> _Article_:

When we're using a **lot of data**, summing up all the weight steps can lead to really large updates that make the gradient descent diverge. To compensate for this, we'd need to use a quite small learning rate. 

Instead, we can just **divide by the number of records** in our data, $m$ to take the average:

$$E = \frac{1}{2m} \sum_\mu^m \big( y^{\,\mu} - \hat{y}^{\,\mu}\big)^2$$

This way, no matter how much data we use, our **learning rates** will typically be in the range of **0.01** to **0.001**. 

## Gradient Descent Momentum

[Momentum](https://distill.pub/2017/momentum/) is a method to **avoid local minimums** and miss the lowest possible minimum.

## Backpropagation

see also [this interactive description](https://developers-dot-devsite-v2-prod.appspot.com/machine-learning/crash-course/backprop-scroll) of the backpropagation algorithm.

### Calculation of the Error Term with Scalars

Supposed we have a neural network with a **single input layer** $x_1$, **two single hidden layers** $a_1$ and $a_2$ and a **single output layer** $\hat y$ like this:

![backpropagation](images/machine-learning-backpropagation.svg)

Each hidden and output layer has a **sigmoid** function $f$ as an **activation function**.

Let the **error** $E$ and the **loss function** $L$ be

$$
\begin{aligned}
   E &= y - \hat y \\[3pt]
   L &= \frac{1}{2} E^2 = \frac{1}{2} (y - \hat y)^2
\end{aligned}
$$

and let $h_1 = w_1 x_1$, $a_1 = f(h_1)$, $h_2 = w_2 a_1$, $a_2 = f(h_2)$, $h_3 = w_3 a_2$ and $\hat y = f(h_3)$.

> _Task list_:
1 > Reproduce, word for word, the passage of the gradient descent article from "see also [this" up to and including "the backpropagation algorithm.".
2 > Pick out every line of the listing below that contains the word "hedge", and copy each such line.

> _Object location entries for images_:
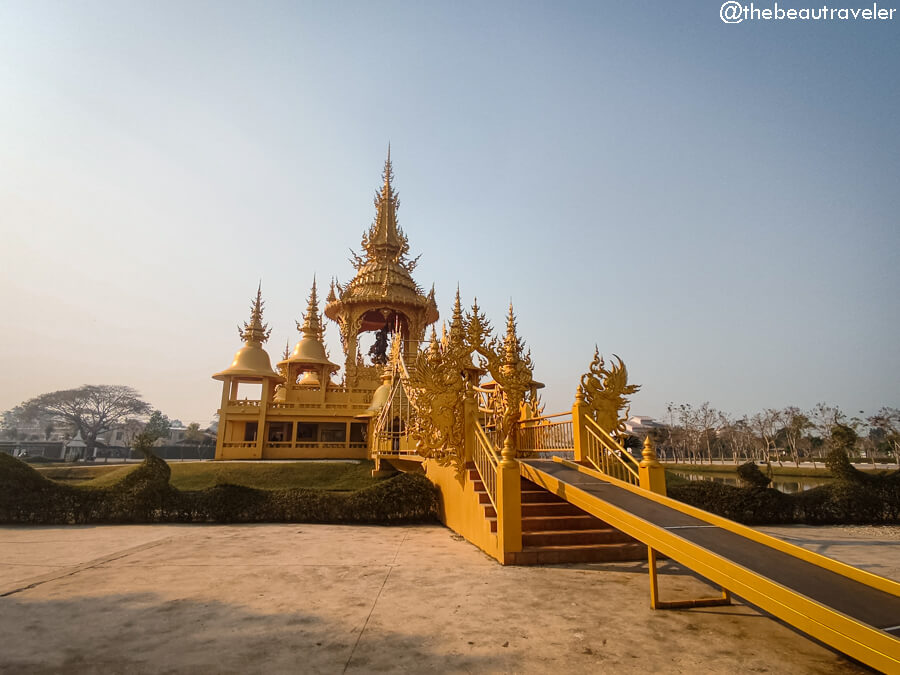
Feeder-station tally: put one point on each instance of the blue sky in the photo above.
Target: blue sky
(717, 204)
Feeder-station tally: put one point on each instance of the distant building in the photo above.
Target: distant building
(641, 425)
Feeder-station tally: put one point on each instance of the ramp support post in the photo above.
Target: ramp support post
(656, 603)
(651, 473)
(509, 500)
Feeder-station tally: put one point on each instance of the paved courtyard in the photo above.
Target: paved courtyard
(333, 599)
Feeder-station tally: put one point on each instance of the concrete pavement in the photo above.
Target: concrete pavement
(333, 599)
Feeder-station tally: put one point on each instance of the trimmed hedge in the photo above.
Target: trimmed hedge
(855, 498)
(145, 496)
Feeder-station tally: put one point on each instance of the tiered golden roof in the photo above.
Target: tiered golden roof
(310, 349)
(251, 360)
(384, 272)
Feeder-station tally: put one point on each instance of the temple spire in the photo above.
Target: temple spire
(457, 324)
(312, 327)
(255, 331)
(512, 346)
(384, 238)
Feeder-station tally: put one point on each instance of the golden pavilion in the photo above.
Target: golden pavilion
(300, 411)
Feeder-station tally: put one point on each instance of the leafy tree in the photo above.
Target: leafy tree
(192, 433)
(91, 409)
(157, 427)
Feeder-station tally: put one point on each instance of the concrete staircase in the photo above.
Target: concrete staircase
(555, 531)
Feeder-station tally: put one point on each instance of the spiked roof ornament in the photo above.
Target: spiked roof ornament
(255, 332)
(478, 329)
(312, 326)
(251, 361)
(512, 346)
(385, 238)
(457, 323)
(310, 350)
(383, 276)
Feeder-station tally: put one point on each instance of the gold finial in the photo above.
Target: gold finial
(255, 332)
(649, 453)
(385, 240)
(478, 327)
(508, 454)
(434, 348)
(579, 394)
(457, 323)
(511, 344)
(312, 327)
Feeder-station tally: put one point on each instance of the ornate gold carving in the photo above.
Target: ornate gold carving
(255, 332)
(443, 377)
(605, 391)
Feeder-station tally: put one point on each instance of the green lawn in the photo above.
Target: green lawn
(732, 468)
(200, 475)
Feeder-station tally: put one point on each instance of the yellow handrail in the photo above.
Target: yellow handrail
(545, 437)
(607, 455)
(486, 462)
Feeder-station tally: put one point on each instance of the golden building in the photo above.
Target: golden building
(299, 411)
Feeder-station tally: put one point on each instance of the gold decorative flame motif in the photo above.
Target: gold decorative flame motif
(605, 391)
(443, 377)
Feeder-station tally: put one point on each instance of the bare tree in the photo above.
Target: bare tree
(706, 419)
(886, 423)
(824, 417)
(765, 424)
(796, 423)
(91, 409)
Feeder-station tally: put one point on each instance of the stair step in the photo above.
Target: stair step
(550, 509)
(549, 555)
(545, 523)
(575, 537)
(539, 496)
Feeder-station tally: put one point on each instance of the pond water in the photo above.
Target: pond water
(786, 484)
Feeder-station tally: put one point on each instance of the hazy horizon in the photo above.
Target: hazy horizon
(717, 204)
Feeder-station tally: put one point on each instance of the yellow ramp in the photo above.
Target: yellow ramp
(847, 608)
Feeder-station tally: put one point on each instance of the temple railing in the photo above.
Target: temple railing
(607, 455)
(486, 460)
(390, 435)
(546, 434)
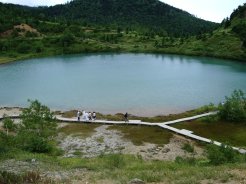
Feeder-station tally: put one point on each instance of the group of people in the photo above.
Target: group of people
(86, 116)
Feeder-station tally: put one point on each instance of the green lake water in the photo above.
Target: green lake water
(142, 84)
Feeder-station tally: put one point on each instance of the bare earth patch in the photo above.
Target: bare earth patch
(105, 141)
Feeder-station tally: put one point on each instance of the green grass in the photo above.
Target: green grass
(82, 130)
(123, 168)
(139, 135)
(229, 133)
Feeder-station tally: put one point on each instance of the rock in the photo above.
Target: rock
(136, 181)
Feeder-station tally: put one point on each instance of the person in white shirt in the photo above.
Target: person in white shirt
(94, 116)
(78, 115)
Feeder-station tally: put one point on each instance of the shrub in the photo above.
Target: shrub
(9, 125)
(33, 143)
(234, 108)
(23, 48)
(115, 161)
(221, 154)
(188, 147)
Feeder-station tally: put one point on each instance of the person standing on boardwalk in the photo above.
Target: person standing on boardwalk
(126, 117)
(78, 115)
(94, 116)
(89, 116)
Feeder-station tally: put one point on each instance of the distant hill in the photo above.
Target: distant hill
(138, 14)
(228, 41)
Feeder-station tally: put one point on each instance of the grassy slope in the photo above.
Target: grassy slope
(123, 168)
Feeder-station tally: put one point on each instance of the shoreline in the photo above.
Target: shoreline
(16, 110)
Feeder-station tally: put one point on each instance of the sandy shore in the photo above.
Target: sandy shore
(105, 141)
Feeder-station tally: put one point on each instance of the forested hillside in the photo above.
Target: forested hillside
(140, 15)
(111, 26)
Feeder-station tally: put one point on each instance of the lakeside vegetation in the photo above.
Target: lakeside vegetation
(30, 37)
(31, 142)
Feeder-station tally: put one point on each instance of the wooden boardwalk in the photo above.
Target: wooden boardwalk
(164, 125)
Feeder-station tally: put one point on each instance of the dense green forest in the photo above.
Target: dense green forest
(114, 26)
(139, 15)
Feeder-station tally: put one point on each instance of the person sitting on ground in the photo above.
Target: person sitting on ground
(126, 117)
(78, 115)
(94, 116)
(89, 116)
(83, 115)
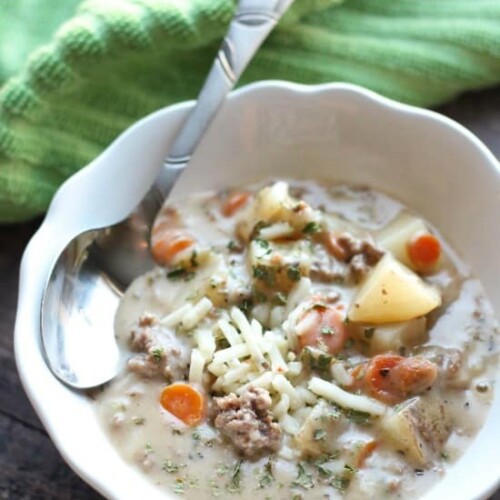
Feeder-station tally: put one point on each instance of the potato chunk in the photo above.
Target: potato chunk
(419, 429)
(395, 237)
(392, 293)
(319, 430)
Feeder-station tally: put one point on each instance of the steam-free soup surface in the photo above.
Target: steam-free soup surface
(299, 341)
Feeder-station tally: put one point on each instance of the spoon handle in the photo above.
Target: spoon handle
(251, 24)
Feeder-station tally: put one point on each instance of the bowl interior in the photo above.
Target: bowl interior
(338, 133)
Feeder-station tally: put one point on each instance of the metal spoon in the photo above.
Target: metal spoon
(90, 275)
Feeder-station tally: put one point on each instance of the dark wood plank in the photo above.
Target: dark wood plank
(30, 466)
(13, 239)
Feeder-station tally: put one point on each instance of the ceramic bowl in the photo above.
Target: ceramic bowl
(334, 132)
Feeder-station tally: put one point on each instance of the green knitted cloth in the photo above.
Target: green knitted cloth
(102, 64)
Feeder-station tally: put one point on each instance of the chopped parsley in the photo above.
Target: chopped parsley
(194, 259)
(311, 228)
(180, 273)
(358, 417)
(170, 466)
(246, 306)
(267, 477)
(232, 246)
(319, 435)
(234, 484)
(222, 469)
(265, 274)
(293, 273)
(304, 479)
(279, 299)
(262, 243)
(342, 481)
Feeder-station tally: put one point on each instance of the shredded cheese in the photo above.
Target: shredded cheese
(196, 313)
(345, 399)
(196, 367)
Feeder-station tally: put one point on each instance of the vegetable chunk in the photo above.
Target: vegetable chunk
(392, 293)
(419, 429)
(184, 402)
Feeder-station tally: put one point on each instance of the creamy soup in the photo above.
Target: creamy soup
(299, 341)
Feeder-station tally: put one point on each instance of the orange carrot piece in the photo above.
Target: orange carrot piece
(234, 202)
(184, 402)
(326, 327)
(424, 251)
(167, 244)
(392, 378)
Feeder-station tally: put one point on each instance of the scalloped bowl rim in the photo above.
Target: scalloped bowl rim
(26, 341)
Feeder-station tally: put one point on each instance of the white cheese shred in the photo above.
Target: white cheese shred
(283, 386)
(206, 344)
(345, 399)
(249, 335)
(275, 231)
(175, 317)
(264, 382)
(232, 336)
(196, 367)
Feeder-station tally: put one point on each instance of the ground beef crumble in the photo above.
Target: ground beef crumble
(247, 422)
(360, 254)
(159, 351)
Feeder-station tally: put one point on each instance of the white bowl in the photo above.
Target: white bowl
(340, 133)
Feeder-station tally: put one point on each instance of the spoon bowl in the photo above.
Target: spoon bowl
(96, 265)
(335, 132)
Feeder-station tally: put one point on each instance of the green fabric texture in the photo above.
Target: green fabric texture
(76, 74)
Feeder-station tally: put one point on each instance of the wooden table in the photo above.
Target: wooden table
(30, 466)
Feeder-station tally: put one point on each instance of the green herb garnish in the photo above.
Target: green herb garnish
(234, 484)
(342, 481)
(369, 332)
(279, 299)
(157, 354)
(304, 479)
(180, 273)
(311, 228)
(319, 435)
(265, 274)
(328, 330)
(267, 477)
(293, 273)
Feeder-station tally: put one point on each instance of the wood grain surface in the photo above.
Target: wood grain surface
(30, 466)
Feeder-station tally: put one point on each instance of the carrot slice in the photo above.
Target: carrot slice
(366, 450)
(184, 402)
(167, 244)
(424, 251)
(325, 325)
(234, 202)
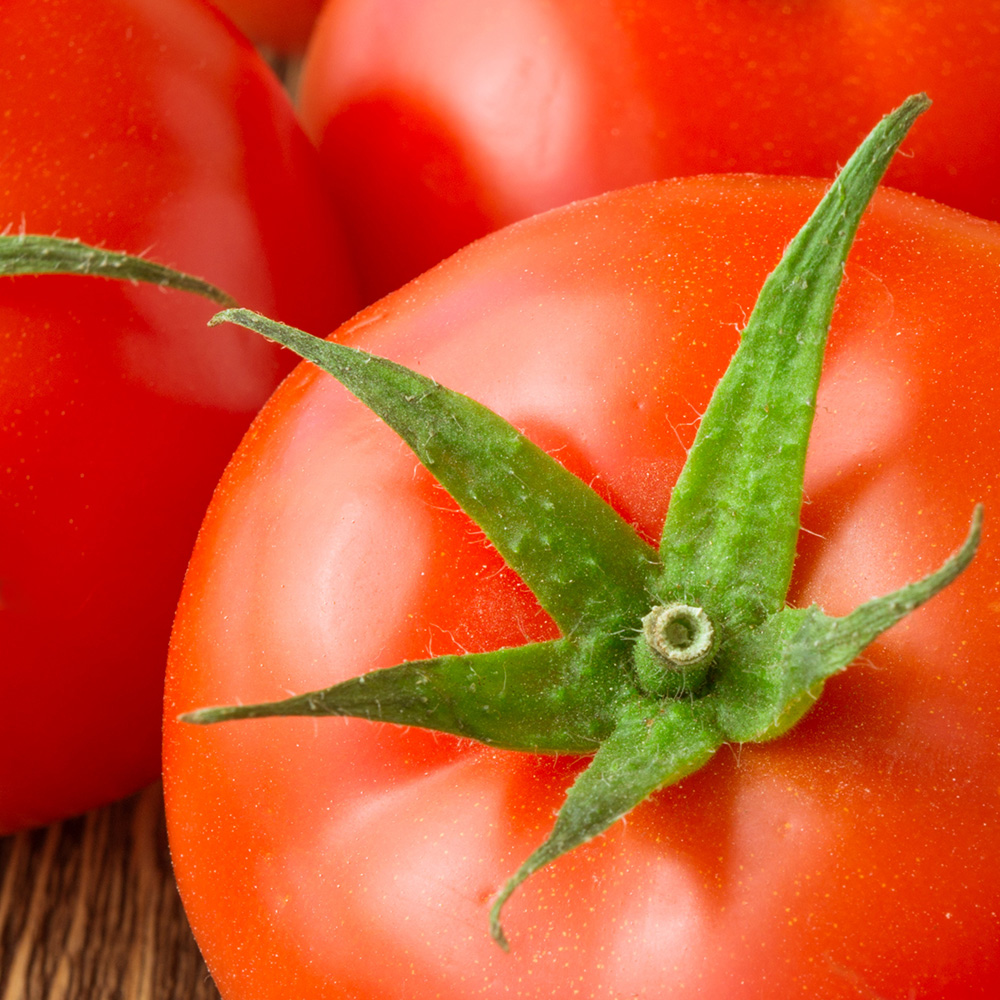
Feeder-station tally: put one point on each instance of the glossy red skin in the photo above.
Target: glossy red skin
(854, 857)
(284, 25)
(147, 126)
(440, 120)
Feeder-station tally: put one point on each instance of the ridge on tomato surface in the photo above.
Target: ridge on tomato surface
(856, 853)
(665, 654)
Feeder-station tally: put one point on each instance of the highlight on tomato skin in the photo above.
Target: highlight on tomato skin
(146, 126)
(853, 853)
(442, 120)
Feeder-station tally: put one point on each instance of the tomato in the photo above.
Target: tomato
(147, 126)
(284, 25)
(853, 856)
(441, 120)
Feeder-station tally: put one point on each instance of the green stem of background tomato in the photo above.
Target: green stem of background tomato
(666, 654)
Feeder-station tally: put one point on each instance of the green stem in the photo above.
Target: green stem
(29, 254)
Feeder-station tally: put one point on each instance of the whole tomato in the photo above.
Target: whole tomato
(284, 25)
(441, 120)
(854, 856)
(146, 126)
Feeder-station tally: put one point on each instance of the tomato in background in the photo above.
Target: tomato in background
(284, 25)
(147, 126)
(440, 120)
(855, 856)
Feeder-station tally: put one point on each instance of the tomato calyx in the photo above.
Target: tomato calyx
(27, 253)
(712, 596)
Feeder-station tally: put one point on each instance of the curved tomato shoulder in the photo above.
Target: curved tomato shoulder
(338, 857)
(442, 120)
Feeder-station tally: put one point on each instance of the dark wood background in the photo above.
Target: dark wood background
(89, 911)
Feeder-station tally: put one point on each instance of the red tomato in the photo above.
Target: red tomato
(284, 25)
(441, 120)
(141, 125)
(855, 856)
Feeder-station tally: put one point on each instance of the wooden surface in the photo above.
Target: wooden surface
(89, 911)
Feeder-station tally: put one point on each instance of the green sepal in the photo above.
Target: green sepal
(731, 528)
(29, 254)
(545, 697)
(655, 743)
(584, 563)
(773, 673)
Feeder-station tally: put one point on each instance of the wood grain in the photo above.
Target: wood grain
(89, 911)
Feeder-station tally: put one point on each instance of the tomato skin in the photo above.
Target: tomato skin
(437, 111)
(147, 126)
(284, 25)
(332, 858)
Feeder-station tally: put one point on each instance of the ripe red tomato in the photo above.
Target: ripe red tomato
(441, 120)
(147, 126)
(284, 25)
(855, 856)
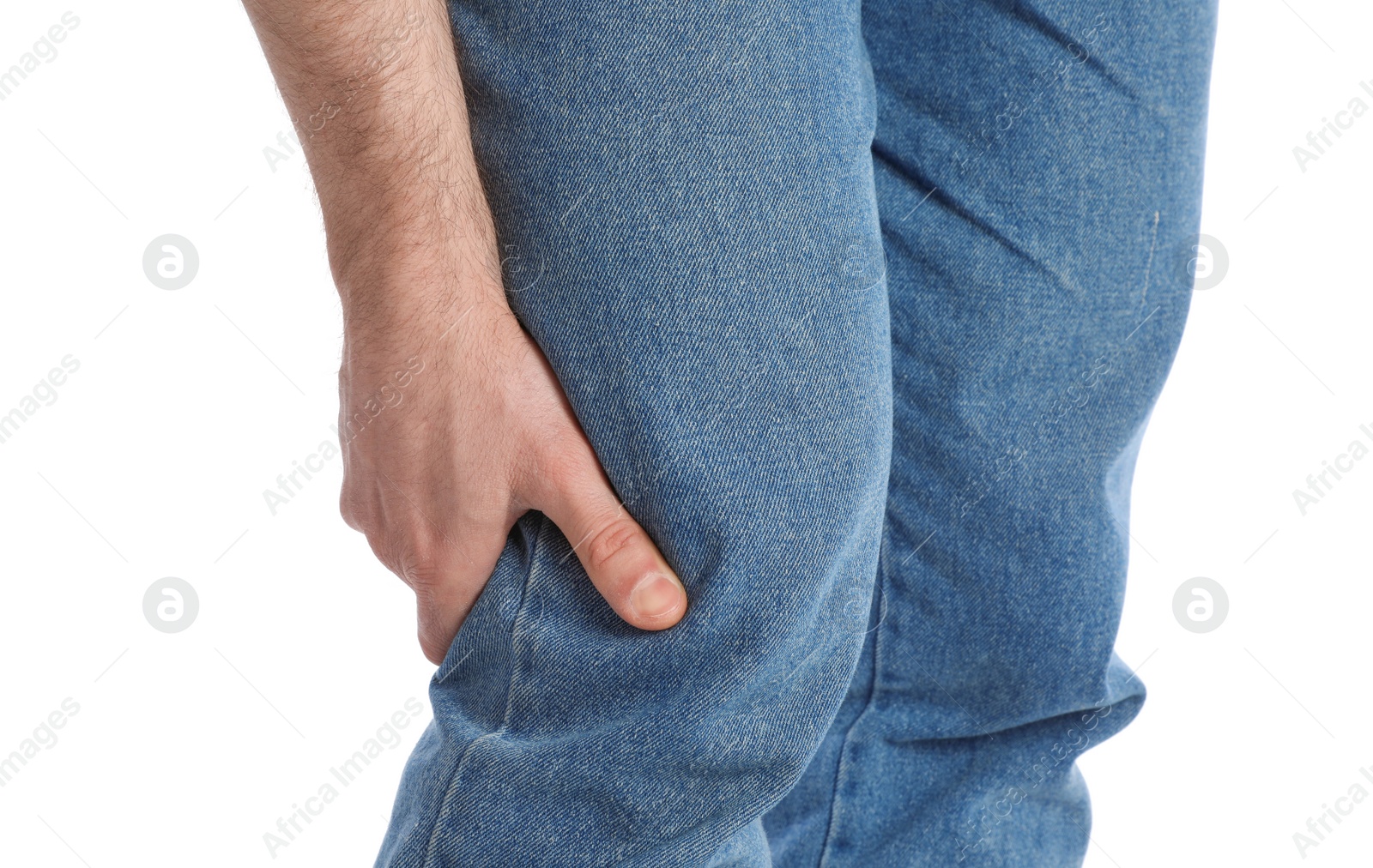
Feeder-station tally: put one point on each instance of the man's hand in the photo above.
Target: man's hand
(451, 419)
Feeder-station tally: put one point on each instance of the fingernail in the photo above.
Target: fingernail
(654, 595)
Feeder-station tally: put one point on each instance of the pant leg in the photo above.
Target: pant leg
(1038, 171)
(686, 198)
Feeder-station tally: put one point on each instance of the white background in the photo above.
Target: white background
(187, 404)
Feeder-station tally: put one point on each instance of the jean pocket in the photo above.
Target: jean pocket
(487, 628)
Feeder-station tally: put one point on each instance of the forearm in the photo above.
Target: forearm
(375, 95)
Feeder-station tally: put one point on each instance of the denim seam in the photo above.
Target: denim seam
(510, 694)
(872, 691)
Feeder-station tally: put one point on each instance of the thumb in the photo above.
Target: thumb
(620, 557)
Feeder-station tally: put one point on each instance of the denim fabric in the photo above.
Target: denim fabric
(864, 308)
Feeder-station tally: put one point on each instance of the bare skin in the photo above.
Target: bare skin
(451, 419)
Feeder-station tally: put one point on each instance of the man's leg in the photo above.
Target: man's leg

> _Final answers_:
1 >
see also [this interactive description](https://developers-dot-devsite-v2-prod.appspot.com/machine-learning/crash-course/backprop-scroll) of the backpropagation algorithm.

2 >
Feeder-station tally: put one point on each instance of the trimmed hedge in the photo above.
Target: trimmed hedge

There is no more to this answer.